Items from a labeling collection
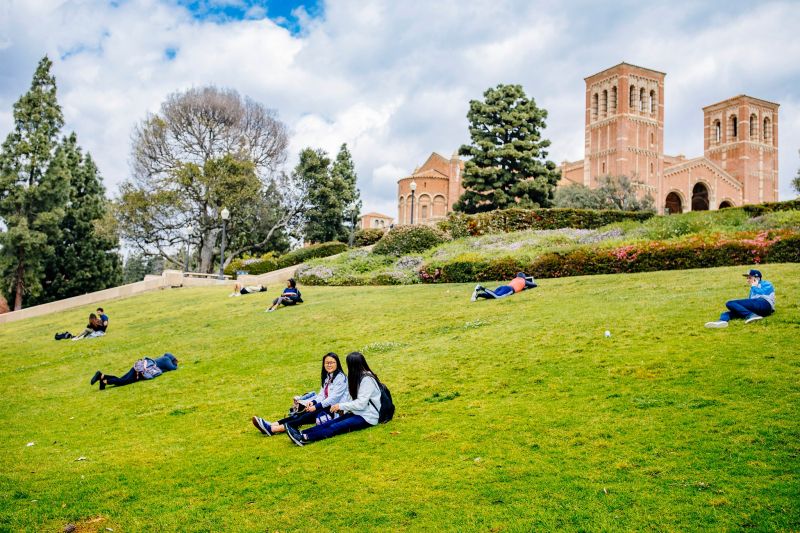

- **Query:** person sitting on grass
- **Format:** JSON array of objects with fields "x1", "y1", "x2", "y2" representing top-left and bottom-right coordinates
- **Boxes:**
[
  {"x1": 89, "y1": 352, "x2": 178, "y2": 390},
  {"x1": 228, "y1": 282, "x2": 267, "y2": 298},
  {"x1": 72, "y1": 313, "x2": 108, "y2": 341},
  {"x1": 253, "y1": 352, "x2": 347, "y2": 436},
  {"x1": 470, "y1": 272, "x2": 538, "y2": 302},
  {"x1": 267, "y1": 278, "x2": 303, "y2": 313},
  {"x1": 706, "y1": 270, "x2": 775, "y2": 328},
  {"x1": 286, "y1": 352, "x2": 381, "y2": 446}
]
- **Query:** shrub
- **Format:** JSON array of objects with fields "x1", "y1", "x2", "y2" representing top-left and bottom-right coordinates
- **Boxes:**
[
  {"x1": 372, "y1": 226, "x2": 448, "y2": 257},
  {"x1": 353, "y1": 228, "x2": 385, "y2": 246},
  {"x1": 439, "y1": 208, "x2": 654, "y2": 238},
  {"x1": 278, "y1": 241, "x2": 347, "y2": 268}
]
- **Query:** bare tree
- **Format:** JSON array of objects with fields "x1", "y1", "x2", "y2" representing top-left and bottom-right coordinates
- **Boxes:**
[{"x1": 117, "y1": 87, "x2": 302, "y2": 272}]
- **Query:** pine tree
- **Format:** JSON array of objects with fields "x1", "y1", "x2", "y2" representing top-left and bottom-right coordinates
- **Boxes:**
[
  {"x1": 0, "y1": 56, "x2": 68, "y2": 310},
  {"x1": 331, "y1": 144, "x2": 361, "y2": 242},
  {"x1": 455, "y1": 84, "x2": 560, "y2": 213},
  {"x1": 31, "y1": 133, "x2": 122, "y2": 303}
]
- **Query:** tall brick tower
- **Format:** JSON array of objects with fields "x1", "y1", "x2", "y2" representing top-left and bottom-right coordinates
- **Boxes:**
[
  {"x1": 703, "y1": 94, "x2": 779, "y2": 204},
  {"x1": 583, "y1": 63, "x2": 665, "y2": 198}
]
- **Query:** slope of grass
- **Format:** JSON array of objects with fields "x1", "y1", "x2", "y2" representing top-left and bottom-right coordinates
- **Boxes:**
[{"x1": 0, "y1": 265, "x2": 800, "y2": 531}]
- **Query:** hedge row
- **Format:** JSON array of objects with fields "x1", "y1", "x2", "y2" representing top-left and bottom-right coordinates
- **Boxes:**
[
  {"x1": 438, "y1": 208, "x2": 655, "y2": 239},
  {"x1": 420, "y1": 231, "x2": 800, "y2": 283}
]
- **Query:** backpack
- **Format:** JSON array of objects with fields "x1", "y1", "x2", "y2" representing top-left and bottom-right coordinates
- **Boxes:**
[{"x1": 369, "y1": 379, "x2": 394, "y2": 424}]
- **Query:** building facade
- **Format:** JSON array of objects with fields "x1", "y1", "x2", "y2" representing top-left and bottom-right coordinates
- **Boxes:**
[
  {"x1": 559, "y1": 63, "x2": 779, "y2": 213},
  {"x1": 397, "y1": 152, "x2": 464, "y2": 224}
]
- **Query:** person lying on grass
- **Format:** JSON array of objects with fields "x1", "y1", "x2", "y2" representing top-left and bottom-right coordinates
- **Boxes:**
[
  {"x1": 706, "y1": 270, "x2": 775, "y2": 328},
  {"x1": 253, "y1": 352, "x2": 347, "y2": 436},
  {"x1": 72, "y1": 313, "x2": 107, "y2": 341},
  {"x1": 286, "y1": 352, "x2": 381, "y2": 446},
  {"x1": 228, "y1": 283, "x2": 267, "y2": 298},
  {"x1": 89, "y1": 352, "x2": 178, "y2": 390},
  {"x1": 470, "y1": 272, "x2": 538, "y2": 302},
  {"x1": 267, "y1": 278, "x2": 303, "y2": 313}
]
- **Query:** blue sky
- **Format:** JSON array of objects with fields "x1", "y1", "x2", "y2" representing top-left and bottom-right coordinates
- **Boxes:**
[{"x1": 0, "y1": 0, "x2": 800, "y2": 215}]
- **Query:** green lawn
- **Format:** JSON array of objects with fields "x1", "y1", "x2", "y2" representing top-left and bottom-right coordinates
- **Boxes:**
[{"x1": 0, "y1": 264, "x2": 800, "y2": 532}]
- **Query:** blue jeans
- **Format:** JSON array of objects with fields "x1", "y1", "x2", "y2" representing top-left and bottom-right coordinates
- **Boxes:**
[
  {"x1": 478, "y1": 285, "x2": 514, "y2": 299},
  {"x1": 719, "y1": 298, "x2": 772, "y2": 322},
  {"x1": 303, "y1": 413, "x2": 371, "y2": 442}
]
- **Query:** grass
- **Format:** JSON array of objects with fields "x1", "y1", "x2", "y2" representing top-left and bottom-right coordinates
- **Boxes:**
[{"x1": 0, "y1": 264, "x2": 800, "y2": 531}]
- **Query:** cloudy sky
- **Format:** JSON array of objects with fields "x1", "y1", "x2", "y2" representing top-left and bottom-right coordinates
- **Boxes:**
[{"x1": 0, "y1": 0, "x2": 800, "y2": 216}]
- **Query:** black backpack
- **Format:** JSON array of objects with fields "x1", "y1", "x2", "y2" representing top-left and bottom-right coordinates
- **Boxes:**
[{"x1": 369, "y1": 379, "x2": 394, "y2": 424}]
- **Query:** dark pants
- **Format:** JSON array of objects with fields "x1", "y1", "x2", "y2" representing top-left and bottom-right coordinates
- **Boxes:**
[
  {"x1": 719, "y1": 298, "x2": 772, "y2": 322},
  {"x1": 103, "y1": 367, "x2": 137, "y2": 387},
  {"x1": 303, "y1": 413, "x2": 371, "y2": 442},
  {"x1": 478, "y1": 285, "x2": 514, "y2": 299}
]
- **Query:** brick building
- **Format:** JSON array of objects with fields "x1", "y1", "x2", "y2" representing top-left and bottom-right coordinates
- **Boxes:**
[
  {"x1": 397, "y1": 152, "x2": 464, "y2": 224},
  {"x1": 559, "y1": 63, "x2": 779, "y2": 213}
]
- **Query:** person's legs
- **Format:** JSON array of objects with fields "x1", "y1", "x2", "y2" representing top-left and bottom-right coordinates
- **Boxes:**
[{"x1": 302, "y1": 413, "x2": 370, "y2": 442}]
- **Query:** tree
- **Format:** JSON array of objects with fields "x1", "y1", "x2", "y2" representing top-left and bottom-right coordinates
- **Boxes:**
[
  {"x1": 331, "y1": 144, "x2": 361, "y2": 244},
  {"x1": 117, "y1": 87, "x2": 296, "y2": 272},
  {"x1": 31, "y1": 133, "x2": 122, "y2": 303},
  {"x1": 0, "y1": 56, "x2": 68, "y2": 310},
  {"x1": 455, "y1": 84, "x2": 561, "y2": 213}
]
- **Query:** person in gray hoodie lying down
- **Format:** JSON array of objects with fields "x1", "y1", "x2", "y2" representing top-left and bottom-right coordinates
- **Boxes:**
[
  {"x1": 253, "y1": 352, "x2": 347, "y2": 436},
  {"x1": 286, "y1": 352, "x2": 381, "y2": 446}
]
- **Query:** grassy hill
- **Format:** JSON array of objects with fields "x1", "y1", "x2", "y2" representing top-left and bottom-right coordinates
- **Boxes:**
[{"x1": 0, "y1": 264, "x2": 800, "y2": 532}]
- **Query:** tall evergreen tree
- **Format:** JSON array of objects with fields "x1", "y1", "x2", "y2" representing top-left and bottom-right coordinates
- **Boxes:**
[
  {"x1": 31, "y1": 133, "x2": 122, "y2": 303},
  {"x1": 0, "y1": 56, "x2": 68, "y2": 310},
  {"x1": 455, "y1": 84, "x2": 561, "y2": 213},
  {"x1": 331, "y1": 143, "x2": 361, "y2": 242}
]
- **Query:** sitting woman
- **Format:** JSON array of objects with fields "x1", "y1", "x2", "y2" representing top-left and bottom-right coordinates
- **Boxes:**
[
  {"x1": 253, "y1": 352, "x2": 347, "y2": 436},
  {"x1": 267, "y1": 278, "x2": 303, "y2": 313},
  {"x1": 286, "y1": 352, "x2": 381, "y2": 446},
  {"x1": 470, "y1": 272, "x2": 538, "y2": 302},
  {"x1": 228, "y1": 282, "x2": 267, "y2": 298},
  {"x1": 89, "y1": 352, "x2": 178, "y2": 390},
  {"x1": 72, "y1": 313, "x2": 106, "y2": 341}
]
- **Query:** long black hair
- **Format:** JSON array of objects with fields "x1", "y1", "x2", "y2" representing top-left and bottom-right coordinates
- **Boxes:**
[
  {"x1": 320, "y1": 352, "x2": 344, "y2": 387},
  {"x1": 347, "y1": 352, "x2": 380, "y2": 400}
]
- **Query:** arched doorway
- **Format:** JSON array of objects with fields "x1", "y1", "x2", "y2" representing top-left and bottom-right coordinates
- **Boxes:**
[
  {"x1": 692, "y1": 183, "x2": 709, "y2": 211},
  {"x1": 664, "y1": 192, "x2": 683, "y2": 215}
]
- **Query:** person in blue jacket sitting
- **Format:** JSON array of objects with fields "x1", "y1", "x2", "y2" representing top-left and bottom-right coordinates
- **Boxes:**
[
  {"x1": 706, "y1": 270, "x2": 775, "y2": 328},
  {"x1": 267, "y1": 278, "x2": 303, "y2": 313}
]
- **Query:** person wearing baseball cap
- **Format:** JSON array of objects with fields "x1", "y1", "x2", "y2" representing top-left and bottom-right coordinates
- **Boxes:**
[{"x1": 706, "y1": 269, "x2": 775, "y2": 328}]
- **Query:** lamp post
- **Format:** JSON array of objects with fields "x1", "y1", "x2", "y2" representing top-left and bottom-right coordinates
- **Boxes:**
[
  {"x1": 183, "y1": 224, "x2": 194, "y2": 272},
  {"x1": 219, "y1": 207, "x2": 231, "y2": 279},
  {"x1": 409, "y1": 181, "x2": 417, "y2": 226}
]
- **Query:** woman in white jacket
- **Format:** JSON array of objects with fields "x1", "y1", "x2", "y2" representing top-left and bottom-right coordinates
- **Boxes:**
[{"x1": 286, "y1": 352, "x2": 381, "y2": 446}]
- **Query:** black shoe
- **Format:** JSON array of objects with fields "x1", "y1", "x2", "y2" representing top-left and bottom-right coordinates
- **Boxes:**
[{"x1": 284, "y1": 426, "x2": 306, "y2": 446}]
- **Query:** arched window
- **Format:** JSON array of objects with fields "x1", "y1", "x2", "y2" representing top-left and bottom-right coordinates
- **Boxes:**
[
  {"x1": 609, "y1": 85, "x2": 617, "y2": 115},
  {"x1": 600, "y1": 89, "x2": 608, "y2": 118}
]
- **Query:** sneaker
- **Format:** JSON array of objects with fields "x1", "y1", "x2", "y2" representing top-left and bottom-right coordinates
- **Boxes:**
[
  {"x1": 253, "y1": 416, "x2": 274, "y2": 437},
  {"x1": 744, "y1": 313, "x2": 764, "y2": 324},
  {"x1": 286, "y1": 426, "x2": 305, "y2": 446}
]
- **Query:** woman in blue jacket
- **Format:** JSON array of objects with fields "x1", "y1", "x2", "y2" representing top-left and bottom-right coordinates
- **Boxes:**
[
  {"x1": 286, "y1": 352, "x2": 381, "y2": 446},
  {"x1": 253, "y1": 352, "x2": 347, "y2": 436},
  {"x1": 706, "y1": 270, "x2": 775, "y2": 328}
]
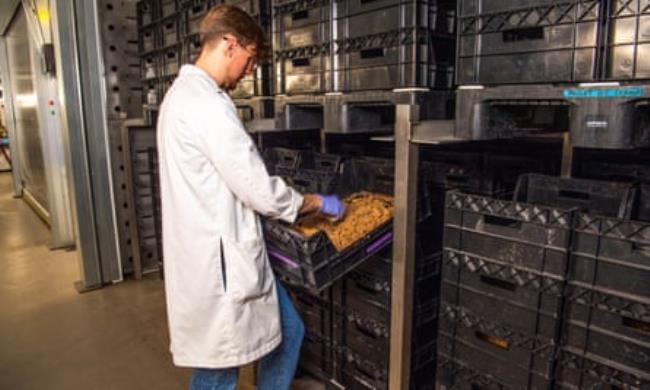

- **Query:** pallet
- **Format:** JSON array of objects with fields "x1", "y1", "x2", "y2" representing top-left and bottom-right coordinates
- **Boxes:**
[{"x1": 455, "y1": 83, "x2": 650, "y2": 149}]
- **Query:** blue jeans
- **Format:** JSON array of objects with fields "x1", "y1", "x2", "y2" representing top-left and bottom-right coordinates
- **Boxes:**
[{"x1": 190, "y1": 281, "x2": 305, "y2": 390}]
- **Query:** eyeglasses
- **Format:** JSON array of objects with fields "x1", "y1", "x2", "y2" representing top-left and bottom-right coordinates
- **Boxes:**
[{"x1": 223, "y1": 35, "x2": 257, "y2": 71}]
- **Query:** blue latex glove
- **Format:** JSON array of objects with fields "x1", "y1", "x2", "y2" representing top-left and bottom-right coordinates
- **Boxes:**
[{"x1": 317, "y1": 194, "x2": 345, "y2": 221}]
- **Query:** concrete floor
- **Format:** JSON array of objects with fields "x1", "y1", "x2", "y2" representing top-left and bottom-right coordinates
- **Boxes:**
[
  {"x1": 0, "y1": 173, "x2": 189, "y2": 390},
  {"x1": 0, "y1": 173, "x2": 324, "y2": 390}
]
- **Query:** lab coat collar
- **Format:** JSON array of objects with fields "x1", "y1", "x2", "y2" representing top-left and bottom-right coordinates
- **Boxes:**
[{"x1": 179, "y1": 64, "x2": 224, "y2": 93}]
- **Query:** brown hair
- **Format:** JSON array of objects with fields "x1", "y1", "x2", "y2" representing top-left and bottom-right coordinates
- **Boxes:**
[{"x1": 199, "y1": 4, "x2": 270, "y2": 60}]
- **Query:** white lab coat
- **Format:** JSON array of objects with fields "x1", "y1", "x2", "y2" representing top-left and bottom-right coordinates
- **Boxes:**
[{"x1": 157, "y1": 65, "x2": 302, "y2": 368}]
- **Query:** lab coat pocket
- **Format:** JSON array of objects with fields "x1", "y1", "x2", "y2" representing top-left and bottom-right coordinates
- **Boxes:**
[{"x1": 223, "y1": 237, "x2": 273, "y2": 302}]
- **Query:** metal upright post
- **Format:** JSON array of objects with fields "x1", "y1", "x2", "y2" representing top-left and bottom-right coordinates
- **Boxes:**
[
  {"x1": 389, "y1": 105, "x2": 419, "y2": 390},
  {"x1": 561, "y1": 131, "x2": 573, "y2": 178}
]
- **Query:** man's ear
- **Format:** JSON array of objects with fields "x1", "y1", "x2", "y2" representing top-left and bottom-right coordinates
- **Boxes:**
[{"x1": 222, "y1": 39, "x2": 237, "y2": 58}]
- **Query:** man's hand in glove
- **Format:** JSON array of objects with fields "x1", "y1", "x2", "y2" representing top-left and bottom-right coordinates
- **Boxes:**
[{"x1": 317, "y1": 195, "x2": 345, "y2": 222}]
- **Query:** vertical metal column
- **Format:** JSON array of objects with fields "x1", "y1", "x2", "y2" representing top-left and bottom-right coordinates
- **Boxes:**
[
  {"x1": 50, "y1": 0, "x2": 102, "y2": 291},
  {"x1": 388, "y1": 105, "x2": 419, "y2": 390}
]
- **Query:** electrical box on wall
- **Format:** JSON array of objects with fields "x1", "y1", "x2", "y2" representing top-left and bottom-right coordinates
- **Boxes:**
[{"x1": 41, "y1": 43, "x2": 56, "y2": 75}]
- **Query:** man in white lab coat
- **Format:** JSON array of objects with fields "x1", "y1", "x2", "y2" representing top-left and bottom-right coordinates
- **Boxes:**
[{"x1": 157, "y1": 5, "x2": 344, "y2": 390}]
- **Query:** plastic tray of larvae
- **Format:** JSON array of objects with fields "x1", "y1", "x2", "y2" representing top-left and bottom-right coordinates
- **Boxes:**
[{"x1": 265, "y1": 191, "x2": 393, "y2": 291}]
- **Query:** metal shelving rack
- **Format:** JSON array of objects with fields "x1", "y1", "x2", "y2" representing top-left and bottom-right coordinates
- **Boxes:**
[{"x1": 388, "y1": 104, "x2": 468, "y2": 390}]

#### EXERCISE GOAL
Gather every line of the rows above that contains the string "coat", matching case exactly.

#### ANSWER TO THIS PROBLEM
- **Query:** lab coat collar
- **Query:** white lab coat
- **Query:** lab coat pocket
- **Query:** man in white lab coat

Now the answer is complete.